━━━━━ QUOTED PASSAGE
Section 3: Rights of members: Each member shall be eligible to cast one vote in all UDO annual elections.
Section 4: Resignation: Any member may resign by filing a written resignation with the Secretary. A member can have their membership terminated by a majority vote of the membership at an annual meeting of UDO.
Section 5: Nonvoting membership: Eligibility for Nonvoting Membership shall be open to any resident of South Dakota between the age of 10 and 17 that supports the purpose statement in Article I, Section 2, and who signs a statement to that effect. Any citizen of the United States of the age of 18 or older shall also be eligible to apply for Nonvoting Membership in the same manner above. Nonvoting Membership is granted after completion and receipt of an UDO Statement of Purpose signed by the person seeking membership, and payment of annual dues. All Nonvoting memberships shall be granted upon a majority vote of the Board of Directors at their weekly meeting.
━━━━━━━━━━
━━━━━ ROWS
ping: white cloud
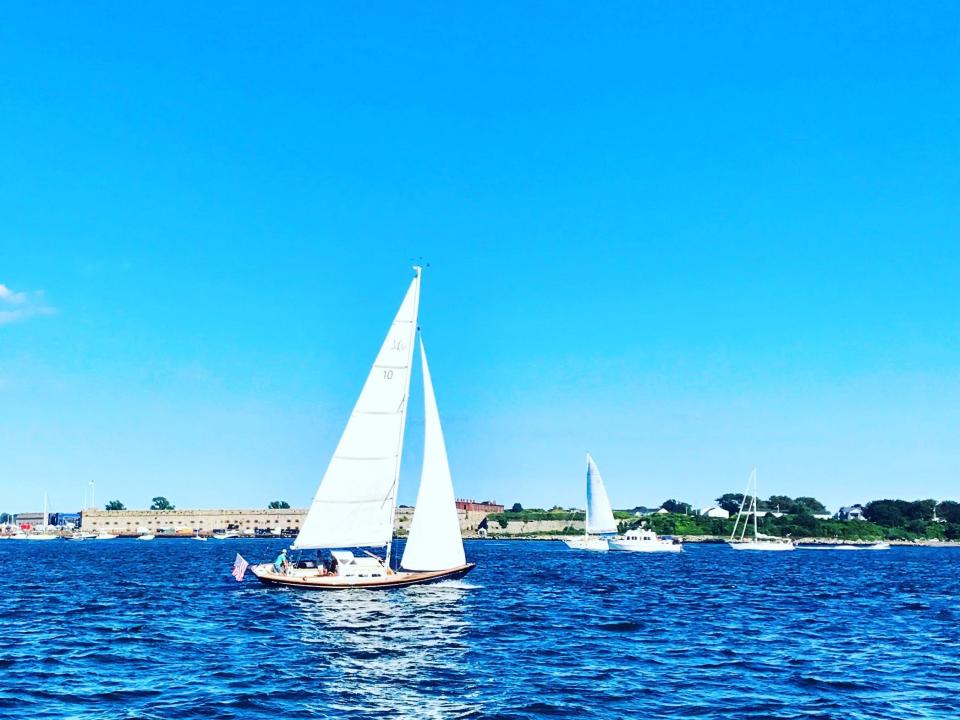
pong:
[0,283,57,325]
[0,283,27,305]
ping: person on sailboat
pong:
[273,548,289,574]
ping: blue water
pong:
[0,540,960,720]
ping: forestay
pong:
[293,268,420,548]
[586,453,617,535]
[400,338,466,570]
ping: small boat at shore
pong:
[727,468,796,552]
[563,453,617,552]
[21,493,60,541]
[607,528,683,552]
[248,267,475,590]
[796,542,890,551]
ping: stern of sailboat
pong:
[250,563,476,590]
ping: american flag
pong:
[230,553,250,582]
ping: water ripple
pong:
[0,540,960,720]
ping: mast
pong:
[383,265,423,567]
[583,453,590,538]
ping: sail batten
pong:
[400,338,466,571]
[294,268,420,548]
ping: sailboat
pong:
[250,267,475,590]
[563,453,617,552]
[727,468,796,551]
[23,493,59,540]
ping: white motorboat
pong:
[248,267,474,590]
[563,535,610,552]
[607,528,683,552]
[727,468,796,552]
[563,453,617,552]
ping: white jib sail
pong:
[587,453,617,535]
[293,268,420,548]
[400,338,466,570]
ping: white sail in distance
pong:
[400,338,466,570]
[293,268,420,549]
[586,453,617,535]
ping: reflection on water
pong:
[0,540,960,720]
[291,581,481,718]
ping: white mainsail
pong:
[400,338,466,570]
[586,453,617,535]
[293,268,420,549]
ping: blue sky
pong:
[0,2,960,511]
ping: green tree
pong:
[660,499,691,515]
[758,495,795,513]
[716,493,743,514]
[793,497,827,515]
[937,500,960,523]
[863,500,910,527]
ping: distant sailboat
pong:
[251,267,474,590]
[727,468,796,552]
[563,453,617,552]
[22,493,59,540]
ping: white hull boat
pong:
[563,535,610,552]
[727,540,796,552]
[248,267,474,590]
[608,528,683,552]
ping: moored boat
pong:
[607,528,683,552]
[248,267,474,590]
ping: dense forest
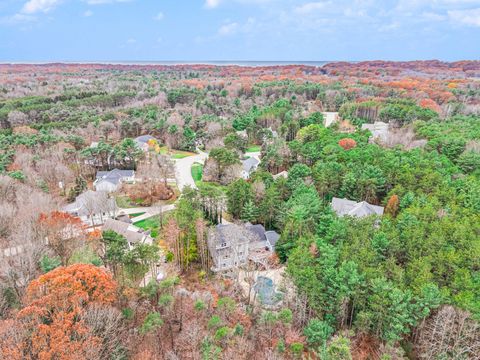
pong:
[0,61,480,360]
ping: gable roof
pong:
[245,223,265,241]
[242,157,260,172]
[332,197,384,217]
[95,169,135,185]
[134,135,156,144]
[63,190,117,216]
[273,170,288,180]
[102,219,150,244]
[265,230,280,247]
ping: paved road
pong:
[175,151,208,191]
[118,204,175,222]
[322,112,338,127]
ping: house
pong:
[63,190,117,226]
[332,197,384,217]
[322,111,338,127]
[133,135,157,152]
[115,211,132,224]
[208,223,280,271]
[273,170,288,180]
[242,157,260,179]
[102,219,153,249]
[362,121,389,142]
[93,169,135,192]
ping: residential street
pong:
[175,151,208,191]
[119,204,175,222]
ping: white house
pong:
[102,219,153,250]
[332,197,384,217]
[133,135,157,152]
[362,121,389,142]
[242,157,260,179]
[208,223,280,271]
[93,169,135,192]
[63,190,117,226]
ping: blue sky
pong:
[0,0,480,62]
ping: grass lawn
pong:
[172,151,195,159]
[128,212,145,219]
[134,216,160,238]
[246,145,262,152]
[160,146,195,159]
[115,195,138,209]
[191,163,203,182]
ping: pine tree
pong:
[240,200,259,222]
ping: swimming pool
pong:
[253,276,283,305]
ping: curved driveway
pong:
[175,151,208,191]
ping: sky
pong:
[0,0,480,62]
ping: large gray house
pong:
[133,135,157,152]
[93,169,135,192]
[102,219,153,249]
[332,197,384,217]
[63,190,118,226]
[242,156,260,179]
[208,223,280,271]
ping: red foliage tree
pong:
[385,195,399,217]
[12,264,116,360]
[338,138,357,150]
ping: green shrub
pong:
[290,343,303,357]
[278,309,293,324]
[215,326,230,341]
[40,255,62,273]
[140,312,163,334]
[207,315,222,329]
[193,300,207,311]
[122,308,135,320]
[158,294,174,306]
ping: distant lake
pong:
[109,60,331,66]
[0,60,333,67]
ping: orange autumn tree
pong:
[338,138,357,150]
[38,211,86,264]
[15,264,117,360]
[385,194,400,217]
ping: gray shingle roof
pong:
[242,157,260,173]
[102,219,149,243]
[134,135,156,144]
[63,190,116,216]
[332,197,384,217]
[96,169,135,185]
[265,230,280,247]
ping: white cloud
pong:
[0,14,37,25]
[448,8,480,27]
[205,0,221,9]
[294,1,331,15]
[217,17,257,36]
[84,0,133,5]
[153,12,165,21]
[21,0,62,14]
[218,22,239,36]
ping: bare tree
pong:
[415,306,480,360]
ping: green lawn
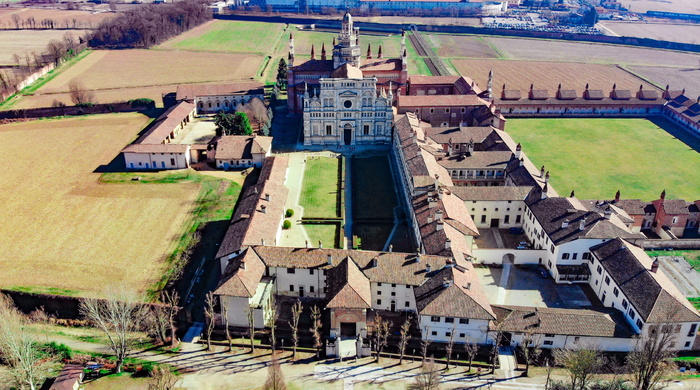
━━━━━━━━━━
TASK SET:
1. Using the bylaws excerpt, decide whether each statement agrees with it. Answer yes or no for each, and quote the words that settle it.
(a) A member can resign by filing a written resignation with the Secretary.
(b) People aged 10 to 17 must live in South Dakota to be eligible for nonvoting membership.
(c) Nonvoting memberships are granted by a vote of the full membership at the annual meeting.
2. Sum up the bylaws excerpt in two sentences.
You won't need the lines for this.

OUTPUTS FOR THE TASKS:
1.
(a) Yes: "Any member may resign by filing a written resignation with the Secretary."
(b) Yes: "open to any resident of South Dakota between the age of 10 and 17"
(c) No: "All Nonvoting memberships shall be granted upon a majority vote of the Board of Directors at their weekly meeting."

2. Each UDO member may cast one vote in annual elections and may resign in writing to the Secretary, and a member can be removed by a majority vote of the membership at an annual meeting. Nonvoting membership is open to South Dakota residents aged 10 to 17 and U.S. citizens 18 or older who sign a statement supporting UDO's purpose and pay annual dues, and it is granted by a majority vote of the Board of Directors at its weekly meeting.